Could you write out the stretch from the line containing "trace the outline of every instance of the marble" through the line containing "144), (220, 203)]" again, replacing "top-left corner" with "upper-left corner" and leaving everything else unchanged?

============================================================

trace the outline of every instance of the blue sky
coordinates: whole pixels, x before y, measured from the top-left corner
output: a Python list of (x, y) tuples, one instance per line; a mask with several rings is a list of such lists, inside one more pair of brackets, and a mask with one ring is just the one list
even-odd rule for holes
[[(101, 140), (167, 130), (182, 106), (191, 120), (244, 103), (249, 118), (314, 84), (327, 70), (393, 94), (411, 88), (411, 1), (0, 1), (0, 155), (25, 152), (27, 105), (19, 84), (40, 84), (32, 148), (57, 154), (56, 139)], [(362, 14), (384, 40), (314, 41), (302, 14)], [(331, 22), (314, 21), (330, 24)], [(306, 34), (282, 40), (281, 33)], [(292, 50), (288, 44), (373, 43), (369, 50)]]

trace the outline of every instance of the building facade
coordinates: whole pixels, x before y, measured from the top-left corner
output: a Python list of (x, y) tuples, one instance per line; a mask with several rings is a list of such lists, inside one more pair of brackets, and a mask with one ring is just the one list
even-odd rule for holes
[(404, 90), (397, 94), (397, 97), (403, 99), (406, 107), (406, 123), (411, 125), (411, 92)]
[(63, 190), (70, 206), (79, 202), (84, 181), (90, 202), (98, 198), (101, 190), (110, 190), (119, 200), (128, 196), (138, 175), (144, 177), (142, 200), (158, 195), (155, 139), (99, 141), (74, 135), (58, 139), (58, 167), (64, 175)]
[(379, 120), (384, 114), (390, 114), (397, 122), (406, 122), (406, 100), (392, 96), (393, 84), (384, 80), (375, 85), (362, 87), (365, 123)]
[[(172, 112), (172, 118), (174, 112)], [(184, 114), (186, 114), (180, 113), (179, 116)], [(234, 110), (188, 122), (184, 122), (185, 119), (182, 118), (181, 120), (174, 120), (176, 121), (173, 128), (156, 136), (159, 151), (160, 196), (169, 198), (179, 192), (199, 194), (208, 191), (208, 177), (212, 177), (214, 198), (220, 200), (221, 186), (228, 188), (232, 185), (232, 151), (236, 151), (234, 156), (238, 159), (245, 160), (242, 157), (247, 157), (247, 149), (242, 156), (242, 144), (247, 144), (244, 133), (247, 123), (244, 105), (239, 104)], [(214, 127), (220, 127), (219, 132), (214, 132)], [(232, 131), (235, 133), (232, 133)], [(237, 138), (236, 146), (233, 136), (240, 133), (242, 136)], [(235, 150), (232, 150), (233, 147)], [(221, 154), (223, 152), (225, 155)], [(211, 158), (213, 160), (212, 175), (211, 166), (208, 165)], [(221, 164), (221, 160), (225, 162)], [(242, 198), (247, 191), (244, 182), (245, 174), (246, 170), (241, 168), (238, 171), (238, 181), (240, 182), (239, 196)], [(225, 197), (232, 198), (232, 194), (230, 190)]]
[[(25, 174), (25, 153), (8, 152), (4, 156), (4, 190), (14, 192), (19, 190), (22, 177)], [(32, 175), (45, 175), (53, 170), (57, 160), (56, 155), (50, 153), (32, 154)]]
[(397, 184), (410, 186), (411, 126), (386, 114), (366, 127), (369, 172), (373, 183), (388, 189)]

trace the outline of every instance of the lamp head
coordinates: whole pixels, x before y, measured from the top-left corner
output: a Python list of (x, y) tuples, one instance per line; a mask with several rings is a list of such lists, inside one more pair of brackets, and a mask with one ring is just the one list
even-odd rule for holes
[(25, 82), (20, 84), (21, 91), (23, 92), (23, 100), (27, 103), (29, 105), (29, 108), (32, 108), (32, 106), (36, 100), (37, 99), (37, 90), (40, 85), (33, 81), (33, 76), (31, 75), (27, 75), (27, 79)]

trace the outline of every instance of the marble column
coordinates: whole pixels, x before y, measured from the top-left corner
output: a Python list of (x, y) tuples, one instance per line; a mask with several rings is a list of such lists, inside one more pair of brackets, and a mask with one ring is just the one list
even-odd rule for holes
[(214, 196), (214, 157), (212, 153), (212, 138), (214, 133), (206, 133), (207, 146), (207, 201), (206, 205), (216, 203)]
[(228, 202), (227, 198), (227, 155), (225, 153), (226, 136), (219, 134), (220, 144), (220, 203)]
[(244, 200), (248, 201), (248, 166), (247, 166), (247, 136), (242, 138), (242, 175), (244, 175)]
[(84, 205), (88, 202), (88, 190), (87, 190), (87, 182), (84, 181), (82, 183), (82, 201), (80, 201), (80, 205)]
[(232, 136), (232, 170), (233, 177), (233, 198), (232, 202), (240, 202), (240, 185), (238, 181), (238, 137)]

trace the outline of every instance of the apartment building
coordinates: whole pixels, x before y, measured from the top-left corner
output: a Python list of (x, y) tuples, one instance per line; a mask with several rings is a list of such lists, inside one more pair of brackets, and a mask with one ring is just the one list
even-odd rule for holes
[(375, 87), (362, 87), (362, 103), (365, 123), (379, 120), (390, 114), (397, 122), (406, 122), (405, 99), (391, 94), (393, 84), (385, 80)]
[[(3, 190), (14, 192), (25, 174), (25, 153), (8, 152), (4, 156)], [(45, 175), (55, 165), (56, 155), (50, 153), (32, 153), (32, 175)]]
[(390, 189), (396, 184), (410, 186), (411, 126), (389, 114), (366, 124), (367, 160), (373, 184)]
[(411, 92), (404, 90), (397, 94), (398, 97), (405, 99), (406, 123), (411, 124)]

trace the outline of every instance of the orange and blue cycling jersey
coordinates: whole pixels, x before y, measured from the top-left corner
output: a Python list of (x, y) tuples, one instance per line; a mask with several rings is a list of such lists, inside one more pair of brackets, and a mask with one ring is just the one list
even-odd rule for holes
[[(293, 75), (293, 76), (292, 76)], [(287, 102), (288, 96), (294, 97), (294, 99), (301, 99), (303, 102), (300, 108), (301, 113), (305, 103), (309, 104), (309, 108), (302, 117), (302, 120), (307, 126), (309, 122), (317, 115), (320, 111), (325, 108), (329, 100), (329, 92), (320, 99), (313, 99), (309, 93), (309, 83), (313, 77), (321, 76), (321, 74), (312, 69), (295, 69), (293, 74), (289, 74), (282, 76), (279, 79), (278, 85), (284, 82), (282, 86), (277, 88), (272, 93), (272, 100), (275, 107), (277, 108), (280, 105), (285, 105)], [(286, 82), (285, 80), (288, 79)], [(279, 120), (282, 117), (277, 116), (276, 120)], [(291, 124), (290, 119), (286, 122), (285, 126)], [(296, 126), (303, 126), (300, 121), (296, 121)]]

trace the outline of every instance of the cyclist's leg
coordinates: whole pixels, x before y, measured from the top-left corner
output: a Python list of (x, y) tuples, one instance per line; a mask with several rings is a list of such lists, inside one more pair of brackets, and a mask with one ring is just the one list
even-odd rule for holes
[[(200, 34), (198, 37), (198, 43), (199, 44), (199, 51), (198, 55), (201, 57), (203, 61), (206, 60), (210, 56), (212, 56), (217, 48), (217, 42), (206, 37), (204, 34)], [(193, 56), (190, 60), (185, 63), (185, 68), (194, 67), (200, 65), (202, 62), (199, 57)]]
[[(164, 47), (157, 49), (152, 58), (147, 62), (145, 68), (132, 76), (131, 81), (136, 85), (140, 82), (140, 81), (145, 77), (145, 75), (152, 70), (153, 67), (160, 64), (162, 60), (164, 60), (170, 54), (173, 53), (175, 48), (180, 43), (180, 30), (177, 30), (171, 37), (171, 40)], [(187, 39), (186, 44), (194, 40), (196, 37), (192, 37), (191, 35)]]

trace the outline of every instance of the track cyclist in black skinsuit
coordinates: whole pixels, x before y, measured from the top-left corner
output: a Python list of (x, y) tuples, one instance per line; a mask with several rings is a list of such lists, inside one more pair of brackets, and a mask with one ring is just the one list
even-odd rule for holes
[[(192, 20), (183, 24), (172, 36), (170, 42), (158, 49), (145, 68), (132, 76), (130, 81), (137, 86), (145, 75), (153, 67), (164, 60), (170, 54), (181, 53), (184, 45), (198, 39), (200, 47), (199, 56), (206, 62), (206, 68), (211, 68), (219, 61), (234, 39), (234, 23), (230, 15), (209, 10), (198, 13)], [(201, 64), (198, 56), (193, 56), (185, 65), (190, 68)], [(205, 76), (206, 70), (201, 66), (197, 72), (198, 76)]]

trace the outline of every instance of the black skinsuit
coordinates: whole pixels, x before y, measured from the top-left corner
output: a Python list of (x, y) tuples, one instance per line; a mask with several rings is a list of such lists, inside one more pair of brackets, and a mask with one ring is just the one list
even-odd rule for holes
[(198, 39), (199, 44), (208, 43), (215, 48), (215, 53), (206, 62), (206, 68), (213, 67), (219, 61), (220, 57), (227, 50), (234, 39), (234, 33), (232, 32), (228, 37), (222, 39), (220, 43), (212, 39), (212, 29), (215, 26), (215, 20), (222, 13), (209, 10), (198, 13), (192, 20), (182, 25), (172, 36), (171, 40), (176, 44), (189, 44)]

============================================================

COMPLETE OUTPUT:
trace the outline of every instance of the marble column
coordinates: whole pixels, x before y, measured from the upper-left corner
output: a Python list of (x, y) tuples, one instance per line; a mask with several rings is a list of such lists, inside one more pair of brackets, and a mask with one ring is just the one list
even-odd rule for holes
[(214, 196), (214, 157), (212, 153), (212, 138), (214, 133), (206, 133), (207, 146), (207, 201), (206, 205), (216, 203)]
[(228, 202), (227, 198), (227, 155), (225, 153), (226, 136), (219, 134), (220, 144), (220, 203)]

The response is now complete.